- Gestellte Aufgabe A
Gib aus den Einträgen alles von der Zeile mit "Target: car door" bis hinunter zur Zeile mit "[(527, 344), (769, 335), (76, 431), (131, 340)]" als JSON-Liste von Zeichenketten wieder, mit einer Zeichenkette pro Zeile und ohne Leerzeilen. Beide Grenzzeilen gehören dazu.

- Seite
Bei der Insel Petit Manan hört der Tourismus auf dem Wasser plötzlich auf. Es gibt mehr Nebel, auch im Sommer, und die Flut steigt von 3m in Portland auf 6m in Eastport. Als Kajaker muss man das schon einplanen. Aber das kann auch interessant sein. Ich ziehe mich gewöhnlich in den Sommermonaten auf dieses Gebiet oder Kanada zurück und kann da immer noch ganz allein paddeln, wenn ich will, und mein Zelt aufschlagen.
Sonnenaufgang an der kanadischen Grenze
Die ganze Küste hoch
1996 habe ich den gesamten Maine Island Trail (520 km) zum ersten Mal gepaddelt, damals noch mit einem 16 Fuß (4,80 m) offenen Wildwasserrennkanadier von Wenonah, weil ich nichts Besseres hatte.

- Gestellte Aufgabe B
Tippe aus dem Text über das Paddeln an der Küste von Maine alles von "Sonnenaufgang an der" bis hinunter zu "nichts Besseres hatte." wortgetreu ab.

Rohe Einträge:

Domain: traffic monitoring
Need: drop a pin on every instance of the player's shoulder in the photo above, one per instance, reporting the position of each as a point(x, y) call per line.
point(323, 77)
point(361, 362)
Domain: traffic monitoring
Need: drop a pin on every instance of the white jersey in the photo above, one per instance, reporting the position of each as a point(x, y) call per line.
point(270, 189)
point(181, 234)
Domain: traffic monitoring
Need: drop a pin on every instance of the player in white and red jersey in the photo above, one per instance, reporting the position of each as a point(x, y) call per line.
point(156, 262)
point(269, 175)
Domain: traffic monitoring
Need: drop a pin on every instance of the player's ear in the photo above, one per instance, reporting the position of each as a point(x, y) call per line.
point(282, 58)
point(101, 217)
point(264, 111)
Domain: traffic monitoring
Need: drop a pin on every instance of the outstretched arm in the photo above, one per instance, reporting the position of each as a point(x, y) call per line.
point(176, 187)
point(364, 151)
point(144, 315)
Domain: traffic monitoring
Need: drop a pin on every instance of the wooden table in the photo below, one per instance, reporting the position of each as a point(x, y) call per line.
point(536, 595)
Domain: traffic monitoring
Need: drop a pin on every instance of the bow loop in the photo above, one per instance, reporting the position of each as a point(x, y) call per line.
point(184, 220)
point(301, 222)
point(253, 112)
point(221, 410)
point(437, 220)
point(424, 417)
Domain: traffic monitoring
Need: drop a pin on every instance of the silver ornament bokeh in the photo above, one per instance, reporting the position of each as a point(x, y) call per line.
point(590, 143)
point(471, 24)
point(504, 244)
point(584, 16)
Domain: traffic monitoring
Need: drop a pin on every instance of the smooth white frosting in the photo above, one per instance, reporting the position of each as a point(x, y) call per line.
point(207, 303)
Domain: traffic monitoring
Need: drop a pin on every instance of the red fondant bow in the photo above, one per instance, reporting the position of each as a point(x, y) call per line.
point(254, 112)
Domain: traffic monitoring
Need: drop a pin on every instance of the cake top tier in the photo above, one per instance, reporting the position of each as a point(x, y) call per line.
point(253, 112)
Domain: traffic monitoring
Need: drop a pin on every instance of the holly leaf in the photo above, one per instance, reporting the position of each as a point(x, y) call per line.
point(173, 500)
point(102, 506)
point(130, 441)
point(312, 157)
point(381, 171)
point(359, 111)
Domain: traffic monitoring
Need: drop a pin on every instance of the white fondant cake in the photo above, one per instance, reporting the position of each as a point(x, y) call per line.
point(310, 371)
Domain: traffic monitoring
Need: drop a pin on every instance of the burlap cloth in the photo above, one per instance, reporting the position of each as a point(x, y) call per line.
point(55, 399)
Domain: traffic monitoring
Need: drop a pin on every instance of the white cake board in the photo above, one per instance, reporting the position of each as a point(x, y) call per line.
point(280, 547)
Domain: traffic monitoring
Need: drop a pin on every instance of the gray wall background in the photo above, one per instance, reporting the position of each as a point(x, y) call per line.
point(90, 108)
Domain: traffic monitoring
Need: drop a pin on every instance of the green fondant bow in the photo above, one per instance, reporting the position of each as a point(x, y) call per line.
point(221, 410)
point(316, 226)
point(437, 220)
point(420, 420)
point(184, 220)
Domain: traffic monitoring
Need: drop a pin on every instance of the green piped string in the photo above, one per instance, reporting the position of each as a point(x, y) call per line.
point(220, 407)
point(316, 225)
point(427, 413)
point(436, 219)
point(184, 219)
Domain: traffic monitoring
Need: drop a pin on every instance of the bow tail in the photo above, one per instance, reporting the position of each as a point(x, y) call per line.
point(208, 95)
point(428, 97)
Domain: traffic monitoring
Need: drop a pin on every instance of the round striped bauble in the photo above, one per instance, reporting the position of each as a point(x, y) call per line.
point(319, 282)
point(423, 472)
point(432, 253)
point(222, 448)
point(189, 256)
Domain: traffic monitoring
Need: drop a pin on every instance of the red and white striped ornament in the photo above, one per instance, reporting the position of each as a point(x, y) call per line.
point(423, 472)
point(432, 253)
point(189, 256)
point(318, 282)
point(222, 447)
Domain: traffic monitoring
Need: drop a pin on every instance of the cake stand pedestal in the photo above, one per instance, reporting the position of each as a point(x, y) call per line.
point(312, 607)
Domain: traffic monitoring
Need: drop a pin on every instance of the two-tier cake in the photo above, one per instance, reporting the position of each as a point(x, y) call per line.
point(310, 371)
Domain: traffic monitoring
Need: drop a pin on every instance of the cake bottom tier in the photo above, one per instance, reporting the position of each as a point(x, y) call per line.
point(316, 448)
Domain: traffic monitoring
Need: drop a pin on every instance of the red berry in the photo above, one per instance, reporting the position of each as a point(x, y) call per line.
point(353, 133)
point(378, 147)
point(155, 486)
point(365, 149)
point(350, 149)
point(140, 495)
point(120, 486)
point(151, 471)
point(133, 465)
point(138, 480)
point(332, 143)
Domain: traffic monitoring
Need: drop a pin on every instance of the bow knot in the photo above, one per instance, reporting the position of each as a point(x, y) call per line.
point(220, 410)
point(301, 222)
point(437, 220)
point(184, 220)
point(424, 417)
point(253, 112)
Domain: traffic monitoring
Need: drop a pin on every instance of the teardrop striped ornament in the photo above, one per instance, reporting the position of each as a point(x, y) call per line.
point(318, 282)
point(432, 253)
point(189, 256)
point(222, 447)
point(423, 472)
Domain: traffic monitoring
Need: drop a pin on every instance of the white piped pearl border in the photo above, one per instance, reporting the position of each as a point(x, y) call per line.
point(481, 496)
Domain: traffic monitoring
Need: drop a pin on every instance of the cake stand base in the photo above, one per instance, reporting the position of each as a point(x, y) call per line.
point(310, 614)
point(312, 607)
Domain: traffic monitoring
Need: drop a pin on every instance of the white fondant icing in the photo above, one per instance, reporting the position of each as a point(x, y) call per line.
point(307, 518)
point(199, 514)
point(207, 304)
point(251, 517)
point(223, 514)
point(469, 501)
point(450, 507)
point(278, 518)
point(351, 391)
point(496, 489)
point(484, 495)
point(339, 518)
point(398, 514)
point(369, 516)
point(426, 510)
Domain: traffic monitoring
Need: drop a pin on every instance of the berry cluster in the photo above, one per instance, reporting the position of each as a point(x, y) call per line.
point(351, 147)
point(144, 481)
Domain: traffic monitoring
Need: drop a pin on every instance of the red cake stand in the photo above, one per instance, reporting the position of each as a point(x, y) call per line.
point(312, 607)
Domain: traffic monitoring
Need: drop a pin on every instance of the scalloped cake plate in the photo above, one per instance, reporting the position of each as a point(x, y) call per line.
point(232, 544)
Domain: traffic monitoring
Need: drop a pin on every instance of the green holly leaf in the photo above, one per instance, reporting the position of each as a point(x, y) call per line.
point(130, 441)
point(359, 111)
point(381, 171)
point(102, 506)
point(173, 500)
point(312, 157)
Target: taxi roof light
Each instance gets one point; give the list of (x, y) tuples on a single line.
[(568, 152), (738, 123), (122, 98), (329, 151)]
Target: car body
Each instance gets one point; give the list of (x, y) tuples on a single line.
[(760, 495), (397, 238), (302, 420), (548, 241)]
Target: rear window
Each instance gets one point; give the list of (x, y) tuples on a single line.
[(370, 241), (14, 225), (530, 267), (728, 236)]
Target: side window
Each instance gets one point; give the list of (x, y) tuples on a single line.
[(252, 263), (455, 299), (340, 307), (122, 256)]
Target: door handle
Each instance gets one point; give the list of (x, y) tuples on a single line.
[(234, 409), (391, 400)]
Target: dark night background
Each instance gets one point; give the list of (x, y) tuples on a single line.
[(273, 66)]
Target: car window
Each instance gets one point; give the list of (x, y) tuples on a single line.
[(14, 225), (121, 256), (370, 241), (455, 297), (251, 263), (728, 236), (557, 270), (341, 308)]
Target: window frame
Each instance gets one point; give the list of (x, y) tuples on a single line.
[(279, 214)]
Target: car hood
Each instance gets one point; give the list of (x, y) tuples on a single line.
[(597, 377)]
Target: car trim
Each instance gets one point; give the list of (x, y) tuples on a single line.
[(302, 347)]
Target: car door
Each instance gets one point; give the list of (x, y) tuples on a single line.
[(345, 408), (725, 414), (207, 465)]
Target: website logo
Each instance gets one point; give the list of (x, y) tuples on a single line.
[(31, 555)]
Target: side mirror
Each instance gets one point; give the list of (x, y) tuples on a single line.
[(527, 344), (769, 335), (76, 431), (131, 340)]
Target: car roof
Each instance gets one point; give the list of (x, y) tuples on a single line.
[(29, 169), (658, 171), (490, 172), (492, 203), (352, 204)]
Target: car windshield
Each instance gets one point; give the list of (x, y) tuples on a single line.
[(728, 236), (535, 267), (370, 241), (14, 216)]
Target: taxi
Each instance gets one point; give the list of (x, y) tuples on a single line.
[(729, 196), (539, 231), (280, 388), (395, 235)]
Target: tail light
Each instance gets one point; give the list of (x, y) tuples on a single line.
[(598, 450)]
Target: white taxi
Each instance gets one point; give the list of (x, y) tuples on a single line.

- Fertige Antwort A
[
  "Target: car door",
  "Each instance gets one point; give the list of (x, y) tuples on a single line.",
  "[(345, 408), (725, 414), (207, 465)]",
  "Target: website logo",
  "Each instance gets one point; give the list of (x, y) tuples on a single line.",
  "[(31, 555)]",
  "Target: side mirror",
  "Each instance gets one point; give the list of (x, y) tuples on a single line.",
  "[(527, 344), (769, 335), (76, 431), (131, 340)]"
]

- Fertige Antwort B
Sonnenaufgang an der kanadischen Grenze
Die ganze Küste hoch
1996 habe ich den gesamten Maine Island Trail (520 km) zum ersten Mal gepaddelt, damals noch mit einem 16 Fuß (4,80 m) offenen Wildwasserrennkanadier von Wenonah, weil ich nichts Besseres hatte.